--- The request ---
Copy out exactly everything from the line containing "Where can you see the white" down to the line containing "<point>489,203</point>", including both of those lines.

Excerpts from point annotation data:
* * * * * * *
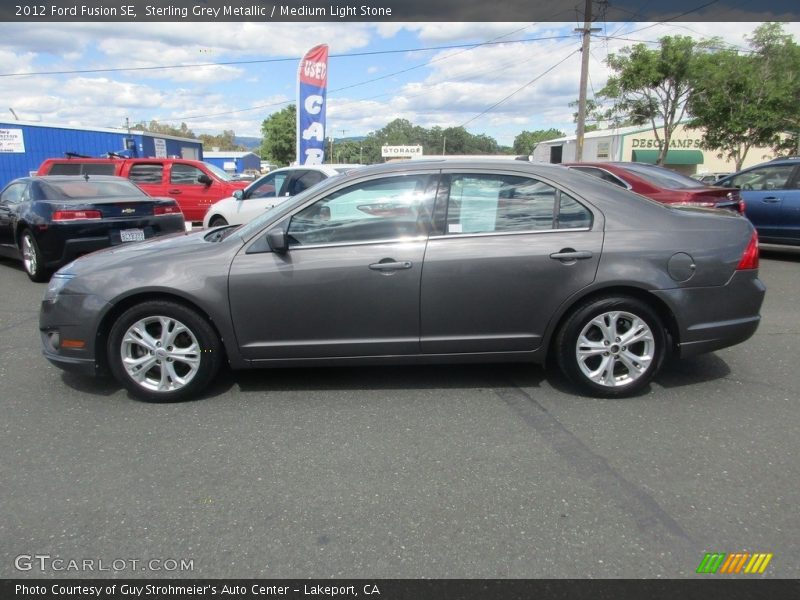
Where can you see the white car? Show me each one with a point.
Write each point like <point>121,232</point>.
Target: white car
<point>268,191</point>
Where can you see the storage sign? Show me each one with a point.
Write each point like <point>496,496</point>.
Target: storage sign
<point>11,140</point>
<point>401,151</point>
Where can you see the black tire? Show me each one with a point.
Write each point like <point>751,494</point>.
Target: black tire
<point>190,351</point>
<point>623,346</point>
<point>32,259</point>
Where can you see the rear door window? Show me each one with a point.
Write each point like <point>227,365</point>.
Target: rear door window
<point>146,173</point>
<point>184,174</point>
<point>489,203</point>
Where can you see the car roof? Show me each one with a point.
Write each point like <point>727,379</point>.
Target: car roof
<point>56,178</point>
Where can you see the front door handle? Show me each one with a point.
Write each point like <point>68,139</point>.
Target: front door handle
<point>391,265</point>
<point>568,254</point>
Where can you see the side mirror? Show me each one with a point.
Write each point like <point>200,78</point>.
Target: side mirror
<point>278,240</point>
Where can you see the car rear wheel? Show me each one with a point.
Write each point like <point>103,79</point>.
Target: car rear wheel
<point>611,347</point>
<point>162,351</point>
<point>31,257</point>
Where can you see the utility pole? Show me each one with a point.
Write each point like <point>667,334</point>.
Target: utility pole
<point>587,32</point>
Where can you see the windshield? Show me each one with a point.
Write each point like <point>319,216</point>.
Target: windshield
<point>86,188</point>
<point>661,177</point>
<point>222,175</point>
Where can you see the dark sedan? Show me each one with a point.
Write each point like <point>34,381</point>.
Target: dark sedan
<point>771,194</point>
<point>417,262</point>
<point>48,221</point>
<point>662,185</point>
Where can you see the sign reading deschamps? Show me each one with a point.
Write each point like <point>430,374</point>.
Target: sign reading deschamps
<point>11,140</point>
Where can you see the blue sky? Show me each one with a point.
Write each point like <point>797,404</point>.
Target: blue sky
* * * * * * *
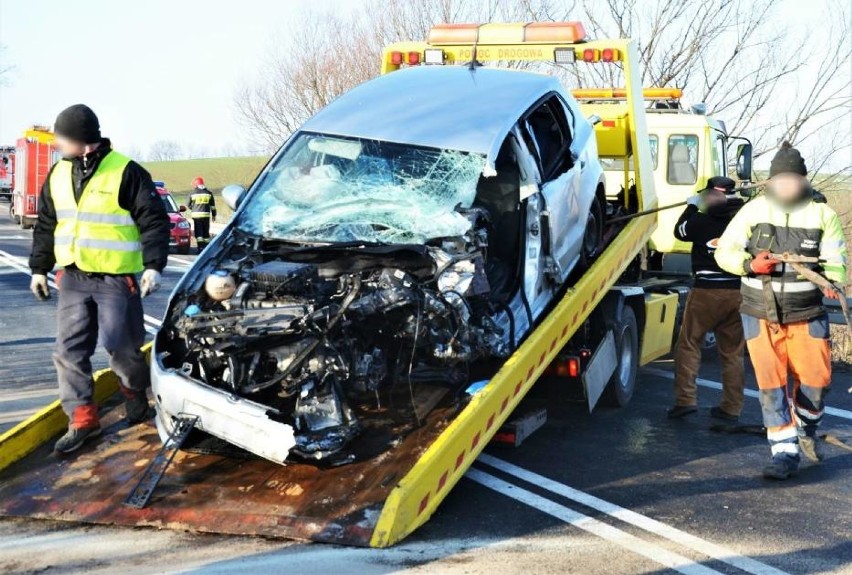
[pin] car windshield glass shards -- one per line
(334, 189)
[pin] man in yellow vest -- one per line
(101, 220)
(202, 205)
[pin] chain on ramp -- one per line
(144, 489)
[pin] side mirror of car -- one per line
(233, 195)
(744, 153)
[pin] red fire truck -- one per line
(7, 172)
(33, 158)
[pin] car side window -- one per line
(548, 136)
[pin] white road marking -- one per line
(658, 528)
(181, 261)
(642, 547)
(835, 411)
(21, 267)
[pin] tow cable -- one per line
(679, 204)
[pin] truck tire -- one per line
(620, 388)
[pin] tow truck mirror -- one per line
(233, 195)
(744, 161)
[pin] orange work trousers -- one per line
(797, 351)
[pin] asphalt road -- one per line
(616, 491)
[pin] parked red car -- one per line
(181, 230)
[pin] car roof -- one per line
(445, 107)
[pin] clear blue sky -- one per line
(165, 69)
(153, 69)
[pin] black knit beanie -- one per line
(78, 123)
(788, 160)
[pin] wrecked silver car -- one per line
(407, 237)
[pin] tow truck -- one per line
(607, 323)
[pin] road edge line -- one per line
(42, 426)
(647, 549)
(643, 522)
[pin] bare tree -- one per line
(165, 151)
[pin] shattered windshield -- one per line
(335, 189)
* * * * * * *
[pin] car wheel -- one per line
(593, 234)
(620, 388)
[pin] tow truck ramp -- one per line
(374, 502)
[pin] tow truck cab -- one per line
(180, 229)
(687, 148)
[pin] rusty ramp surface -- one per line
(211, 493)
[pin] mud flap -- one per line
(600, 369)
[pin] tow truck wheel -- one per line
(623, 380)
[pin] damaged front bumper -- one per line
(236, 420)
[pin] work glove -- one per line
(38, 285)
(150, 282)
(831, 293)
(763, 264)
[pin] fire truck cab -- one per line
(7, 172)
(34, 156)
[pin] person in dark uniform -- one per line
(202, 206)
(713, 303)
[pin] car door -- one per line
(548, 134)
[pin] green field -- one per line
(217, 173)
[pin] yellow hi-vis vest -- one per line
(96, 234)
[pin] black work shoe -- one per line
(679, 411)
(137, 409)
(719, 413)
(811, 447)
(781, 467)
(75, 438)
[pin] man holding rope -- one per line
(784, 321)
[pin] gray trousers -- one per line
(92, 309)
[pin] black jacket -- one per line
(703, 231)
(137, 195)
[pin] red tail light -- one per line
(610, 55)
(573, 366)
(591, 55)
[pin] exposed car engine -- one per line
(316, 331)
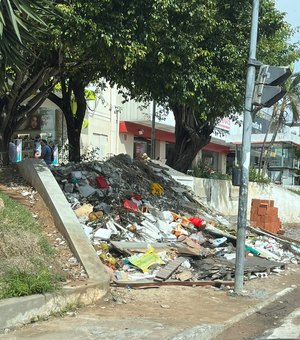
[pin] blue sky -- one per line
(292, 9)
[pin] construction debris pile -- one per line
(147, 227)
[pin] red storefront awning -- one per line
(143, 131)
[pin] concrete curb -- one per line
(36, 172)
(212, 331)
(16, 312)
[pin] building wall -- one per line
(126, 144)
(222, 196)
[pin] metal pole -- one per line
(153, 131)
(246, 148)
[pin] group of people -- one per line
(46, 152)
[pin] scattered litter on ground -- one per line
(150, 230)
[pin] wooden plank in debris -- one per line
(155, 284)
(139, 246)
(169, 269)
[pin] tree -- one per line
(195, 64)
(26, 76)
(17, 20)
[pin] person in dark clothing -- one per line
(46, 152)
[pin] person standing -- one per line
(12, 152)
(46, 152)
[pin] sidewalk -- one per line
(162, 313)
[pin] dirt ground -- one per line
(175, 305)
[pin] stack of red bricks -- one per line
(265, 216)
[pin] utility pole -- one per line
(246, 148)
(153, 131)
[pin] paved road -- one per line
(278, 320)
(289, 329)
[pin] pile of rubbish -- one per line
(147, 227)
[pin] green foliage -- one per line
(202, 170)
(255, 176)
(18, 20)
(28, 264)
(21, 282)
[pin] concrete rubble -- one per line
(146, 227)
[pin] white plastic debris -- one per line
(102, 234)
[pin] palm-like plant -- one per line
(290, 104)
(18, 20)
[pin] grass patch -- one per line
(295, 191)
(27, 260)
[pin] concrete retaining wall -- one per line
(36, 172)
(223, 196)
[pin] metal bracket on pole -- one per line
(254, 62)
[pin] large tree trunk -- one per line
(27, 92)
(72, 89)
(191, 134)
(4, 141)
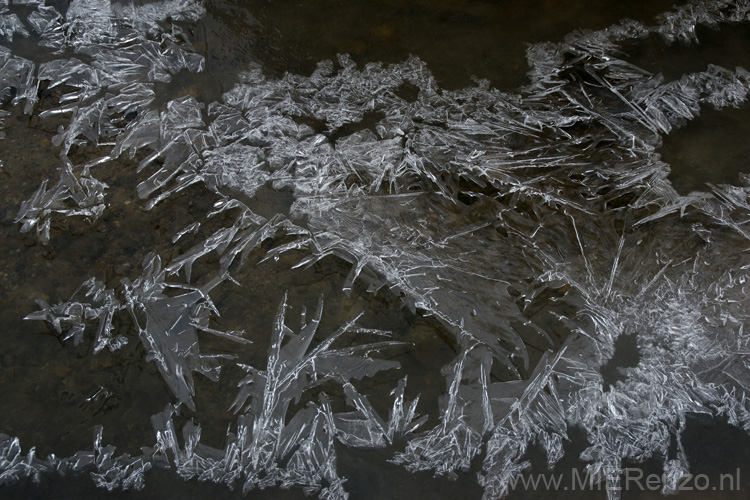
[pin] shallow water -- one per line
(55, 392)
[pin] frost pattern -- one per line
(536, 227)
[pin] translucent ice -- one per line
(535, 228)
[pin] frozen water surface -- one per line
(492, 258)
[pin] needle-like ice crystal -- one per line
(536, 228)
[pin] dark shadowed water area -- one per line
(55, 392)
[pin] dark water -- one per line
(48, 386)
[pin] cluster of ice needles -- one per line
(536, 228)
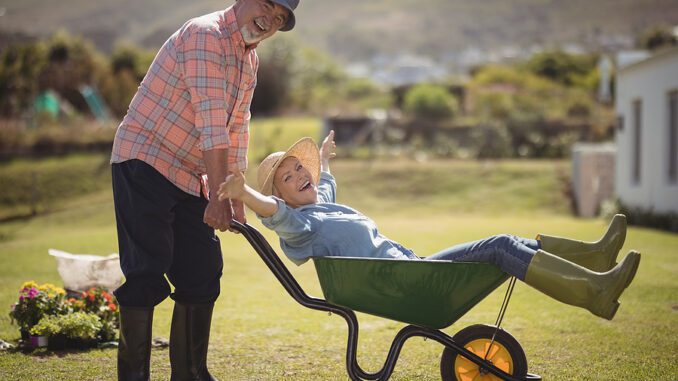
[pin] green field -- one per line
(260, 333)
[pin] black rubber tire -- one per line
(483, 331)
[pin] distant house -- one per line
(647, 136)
* * * * * * *
--- Exercise output ---
Where can you see the white car? Show me each one with a point.
Write each point like <point>121,232</point>.
Target: white car
<point>268,191</point>
Where can you see the storage sign? Show me each one with a point.
Write each point like <point>496,496</point>.
Target: storage sign
<point>11,140</point>
<point>401,151</point>
Where can you see the black tire? Show me each one with a point.
Write each point like <point>751,494</point>.
Target: black tire
<point>190,351</point>
<point>623,346</point>
<point>32,259</point>
Where can you see the rear door window? Show me each one with a point.
Write each point like <point>227,365</point>.
Target: rear door window
<point>146,173</point>
<point>184,174</point>
<point>489,203</point>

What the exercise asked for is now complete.